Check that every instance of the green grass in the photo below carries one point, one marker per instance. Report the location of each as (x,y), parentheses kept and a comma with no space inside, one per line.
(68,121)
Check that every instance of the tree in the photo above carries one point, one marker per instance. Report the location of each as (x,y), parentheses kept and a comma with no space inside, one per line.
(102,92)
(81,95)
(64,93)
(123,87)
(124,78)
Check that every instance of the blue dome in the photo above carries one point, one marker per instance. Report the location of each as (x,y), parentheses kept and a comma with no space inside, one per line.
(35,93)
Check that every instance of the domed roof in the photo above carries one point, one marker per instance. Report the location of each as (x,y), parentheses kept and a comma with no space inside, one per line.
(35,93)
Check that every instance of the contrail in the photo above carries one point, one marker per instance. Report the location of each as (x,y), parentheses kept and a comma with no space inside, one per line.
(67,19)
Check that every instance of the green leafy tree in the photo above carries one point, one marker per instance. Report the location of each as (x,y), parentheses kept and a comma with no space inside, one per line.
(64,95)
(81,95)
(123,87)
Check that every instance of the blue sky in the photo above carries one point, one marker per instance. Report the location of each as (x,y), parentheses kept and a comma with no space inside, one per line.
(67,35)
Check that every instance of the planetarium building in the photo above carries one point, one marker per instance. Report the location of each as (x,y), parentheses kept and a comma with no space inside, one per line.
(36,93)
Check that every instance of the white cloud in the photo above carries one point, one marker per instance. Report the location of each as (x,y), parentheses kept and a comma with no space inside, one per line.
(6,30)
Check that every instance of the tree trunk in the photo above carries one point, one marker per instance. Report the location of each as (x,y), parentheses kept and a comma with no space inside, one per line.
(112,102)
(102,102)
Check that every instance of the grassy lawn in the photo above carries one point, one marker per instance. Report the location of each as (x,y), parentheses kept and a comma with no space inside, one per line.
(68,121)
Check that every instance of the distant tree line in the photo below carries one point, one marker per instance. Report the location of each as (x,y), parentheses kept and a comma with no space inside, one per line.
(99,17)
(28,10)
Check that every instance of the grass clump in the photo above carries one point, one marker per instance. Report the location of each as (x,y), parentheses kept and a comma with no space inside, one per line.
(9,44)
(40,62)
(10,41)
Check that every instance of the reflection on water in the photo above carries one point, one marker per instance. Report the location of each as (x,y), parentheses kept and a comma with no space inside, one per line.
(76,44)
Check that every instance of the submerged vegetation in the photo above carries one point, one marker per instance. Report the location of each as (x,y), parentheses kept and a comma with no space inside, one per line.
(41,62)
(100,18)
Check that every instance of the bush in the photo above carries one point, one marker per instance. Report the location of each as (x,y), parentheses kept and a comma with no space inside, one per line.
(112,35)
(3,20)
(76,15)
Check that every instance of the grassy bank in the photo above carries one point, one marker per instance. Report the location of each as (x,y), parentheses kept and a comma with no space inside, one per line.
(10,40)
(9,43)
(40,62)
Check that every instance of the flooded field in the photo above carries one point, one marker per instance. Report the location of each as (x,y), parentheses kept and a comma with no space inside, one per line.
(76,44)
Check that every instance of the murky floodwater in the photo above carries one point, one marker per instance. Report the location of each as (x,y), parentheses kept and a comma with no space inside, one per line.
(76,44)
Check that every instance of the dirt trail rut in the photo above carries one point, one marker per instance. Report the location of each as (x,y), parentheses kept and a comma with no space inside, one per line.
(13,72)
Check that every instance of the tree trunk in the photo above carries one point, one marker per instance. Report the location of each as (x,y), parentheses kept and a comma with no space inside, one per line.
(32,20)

■ YOUR OBJECTIVE
Copy out every one of the items above, with "marker" replaced by "dot" wherever it occurs and everything else left unchanged.

■ RESULT BELOW
Check that every instance of the green grass in the photo below carries one point, one dot per instance. Report the location of each as (x,y), parentheses kept and a comma with no space inside, one per line.
(68,121)
Check that every instance of the tree in the photo above carries one point, one dot per instance. Report the location of each as (x,y), parentheses kept and a comma with no space inside, one per line.
(102,92)
(81,95)
(64,93)
(123,87)
(124,78)
Check that every instance of the blue dome in the photo above carries one point, one dot per instance. Report the location of each as (x,y), parentheses kept and a comma with no space inside, one per line.
(35,93)
Check that every instance of the domed roof in the photo above carries one point, one dot per instance. Report the location of each as (x,y), parentheses kept and a comma with no space inside, one per line.
(35,93)
Check that every instance of the contrail in the photo above carries one point, one dot per instance. Report the location of each as (x,y), parentheses kept and a comma with no space inside, one per line.
(67,19)
Check that every instance of the green leafy tree in the photo above carries one point, one dot per instance. Report the location of each as (x,y), parentheses kept and a comma with no space inside, one per line.
(64,95)
(81,95)
(123,87)
Check that every instance of the blue sky in the photo above carries one point, one dot per instance. Report the location of each as (x,y), parentheses kept and a comma with no space inside, one per line.
(67,35)
Check that every instance of the planetarium building in the photo above carries one point, one dot per instance. Report the location of each as (x,y), parentheses kept and a comma with no space inside, one per line.
(36,93)
Check that every instance of the white cloud in the photo above carries one point, one dot per instance. Report the location of each as (x,y), parentheses kept and a comma with no space inside, one per line.
(6,30)
Check that every instance of the tree trunk in the photo above carries one point, one dot per instance. Report the location of each as (x,y), parentheses kept and a comma with no space inside, one per line.
(112,102)
(102,102)
Check that every instance of the grassy lawn in the photo above carries one point, one dot per instance. Report the location of each as (x,y), parentheses kept and a comma with no space inside, one per line.
(68,121)
Check that every instance of the distant tree line in the photo below carries one point, one dot per instance. Report the location of each as (x,y), parentheses kept and a comma with no space inside, one per line.
(99,17)
(28,10)
Check that every instance of the grass clump in the photo above carries one point, one dot per instance. Report the location of each as (x,y), parentheses kept and a comma with no space inside, one per line.
(9,44)
(40,62)
(10,41)
Check that every instance of the reflection on water in the photo above carries one point, one dot per instance. Report the location of each as (x,y), parentheses kept and a comma with no space inside, one per line.
(76,44)
Check that every instance of the submerged vegetation in the photo above carries one point, one dot per instance. Report the location of each as (x,y), parentheses kept and a comma with no space inside, one per line.
(41,62)
(100,18)
Check that every instance of the bush in the photo above carries one point, one dot per instance. Report the location of each as (x,y), parentheses kept and a comma with no space inside, one per line.
(112,35)
(3,20)
(76,15)
Check that every instance of the grassy bank in the photo above carries one point, one dot per instance. Report the location of each as (x,y), parentheses kept and a comma with no space inside, one per line.
(10,40)
(9,43)
(40,62)
Check that every instance of the flooded field in the photo above carries one point, one dot per instance. Report the location of each as (x,y), parentheses kept and a comma with no space inside, one per line.
(76,44)
Check that every instance of the murky floodwater in the photo above carries one point, one dot per instance. Report the location of each as (x,y), parentheses kept and a comma with no space inside, one per line.
(76,44)
Check that every instance of the dirt trail rut in the photo above carries one point, one dot per instance. Report the location of each as (x,y), parentheses kept and a comma with no space inside, one per line.
(13,72)
Check that every instance of the tree trunk in the photo above carries one point, one dot per instance. Report the location of each as (x,y), parentheses kept and a comma with no space inside, one per line.
(32,20)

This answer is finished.